> **Problem description**
Only the lines from the one bearing "For the benchmark, mark every instance of the shrub" to the final line should be transcribed, exactly and with both ends included. Pictures are to be left out.

> **Record excerpts**
________________

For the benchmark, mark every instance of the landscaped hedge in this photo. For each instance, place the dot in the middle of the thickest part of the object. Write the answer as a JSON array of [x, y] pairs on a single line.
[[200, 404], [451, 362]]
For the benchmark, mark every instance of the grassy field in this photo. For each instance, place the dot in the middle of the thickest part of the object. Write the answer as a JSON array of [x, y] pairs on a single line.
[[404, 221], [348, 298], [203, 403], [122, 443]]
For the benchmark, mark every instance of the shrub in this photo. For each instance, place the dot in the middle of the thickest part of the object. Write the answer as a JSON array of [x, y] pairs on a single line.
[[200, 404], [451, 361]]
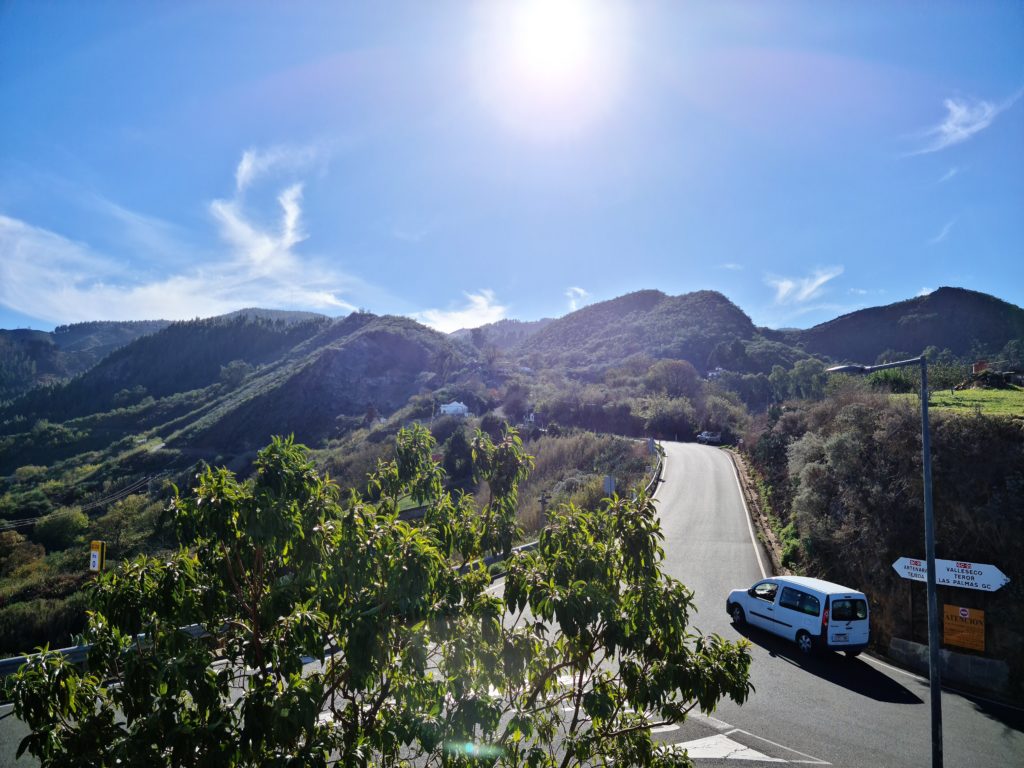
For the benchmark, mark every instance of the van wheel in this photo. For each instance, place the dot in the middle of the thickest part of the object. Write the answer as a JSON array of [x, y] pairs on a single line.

________________

> **Solved exercise**
For the benchmark, mark every instance of the shrub in this photo. For each instance, place the dot in the middle of the thickest part of the object. Write the answer as a JSON array of [x, y] pairs on a single line.
[[200, 404], [451, 361]]
For the benchmark, mark every instance of the van wheel in this photo. For each instance, place the dot in the middle of the thickest part of the object. Write the answer as a JSON array of [x, y] pairs on a single line.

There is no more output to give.